Job: Locate every line in the listing that contains the word "green" and copy each one.

Record extracts:
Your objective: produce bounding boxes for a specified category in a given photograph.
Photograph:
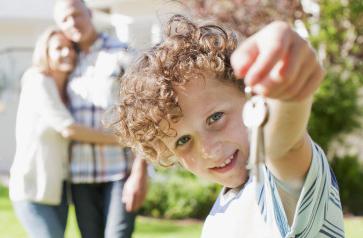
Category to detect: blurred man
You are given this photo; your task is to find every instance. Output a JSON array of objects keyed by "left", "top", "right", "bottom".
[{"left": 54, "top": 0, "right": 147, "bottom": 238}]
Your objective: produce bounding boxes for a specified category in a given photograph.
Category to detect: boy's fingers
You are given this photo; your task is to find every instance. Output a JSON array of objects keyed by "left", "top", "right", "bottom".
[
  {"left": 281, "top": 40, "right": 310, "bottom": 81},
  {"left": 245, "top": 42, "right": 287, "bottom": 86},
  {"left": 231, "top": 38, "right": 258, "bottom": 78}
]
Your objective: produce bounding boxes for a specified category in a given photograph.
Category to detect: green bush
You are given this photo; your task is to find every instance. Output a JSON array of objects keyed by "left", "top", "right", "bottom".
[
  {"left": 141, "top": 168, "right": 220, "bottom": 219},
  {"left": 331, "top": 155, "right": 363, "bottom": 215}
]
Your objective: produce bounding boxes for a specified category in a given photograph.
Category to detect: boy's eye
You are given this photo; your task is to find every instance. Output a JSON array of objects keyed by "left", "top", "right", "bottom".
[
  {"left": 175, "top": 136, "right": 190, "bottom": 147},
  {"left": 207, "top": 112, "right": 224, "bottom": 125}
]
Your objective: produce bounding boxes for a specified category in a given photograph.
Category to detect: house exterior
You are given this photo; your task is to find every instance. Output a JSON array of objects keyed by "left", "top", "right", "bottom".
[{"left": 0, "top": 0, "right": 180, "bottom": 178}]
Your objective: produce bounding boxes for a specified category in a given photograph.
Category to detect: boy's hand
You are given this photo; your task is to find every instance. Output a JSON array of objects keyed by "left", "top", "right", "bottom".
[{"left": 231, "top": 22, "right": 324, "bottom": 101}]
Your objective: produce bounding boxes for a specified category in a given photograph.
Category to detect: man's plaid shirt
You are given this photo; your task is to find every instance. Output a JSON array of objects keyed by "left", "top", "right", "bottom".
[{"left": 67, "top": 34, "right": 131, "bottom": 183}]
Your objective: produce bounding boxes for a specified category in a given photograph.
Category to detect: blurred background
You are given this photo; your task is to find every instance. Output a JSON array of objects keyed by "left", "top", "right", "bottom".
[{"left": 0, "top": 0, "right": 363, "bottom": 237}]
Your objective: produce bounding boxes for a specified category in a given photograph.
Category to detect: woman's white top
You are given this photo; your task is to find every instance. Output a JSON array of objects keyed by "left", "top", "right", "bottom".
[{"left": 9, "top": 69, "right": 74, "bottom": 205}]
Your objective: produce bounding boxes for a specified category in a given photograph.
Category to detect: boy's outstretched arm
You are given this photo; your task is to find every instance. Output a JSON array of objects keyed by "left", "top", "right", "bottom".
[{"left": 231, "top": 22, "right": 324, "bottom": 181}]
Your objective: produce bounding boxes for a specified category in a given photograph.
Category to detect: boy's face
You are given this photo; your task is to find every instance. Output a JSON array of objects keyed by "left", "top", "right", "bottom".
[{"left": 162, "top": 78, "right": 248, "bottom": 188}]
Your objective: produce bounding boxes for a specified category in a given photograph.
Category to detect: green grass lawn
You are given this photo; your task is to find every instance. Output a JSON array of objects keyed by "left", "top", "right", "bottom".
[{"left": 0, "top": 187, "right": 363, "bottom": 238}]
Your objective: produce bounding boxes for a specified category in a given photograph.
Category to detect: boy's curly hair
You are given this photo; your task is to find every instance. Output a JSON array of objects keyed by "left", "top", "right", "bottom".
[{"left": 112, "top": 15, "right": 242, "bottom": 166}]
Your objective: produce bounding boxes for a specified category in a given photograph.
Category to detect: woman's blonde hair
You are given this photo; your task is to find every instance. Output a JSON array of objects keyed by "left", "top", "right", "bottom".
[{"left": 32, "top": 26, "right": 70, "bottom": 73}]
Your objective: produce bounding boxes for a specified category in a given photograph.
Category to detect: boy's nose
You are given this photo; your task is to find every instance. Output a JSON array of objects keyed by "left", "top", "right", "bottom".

Result for this exercise:
Category to detect: green bush
Category to detect: green grass lawn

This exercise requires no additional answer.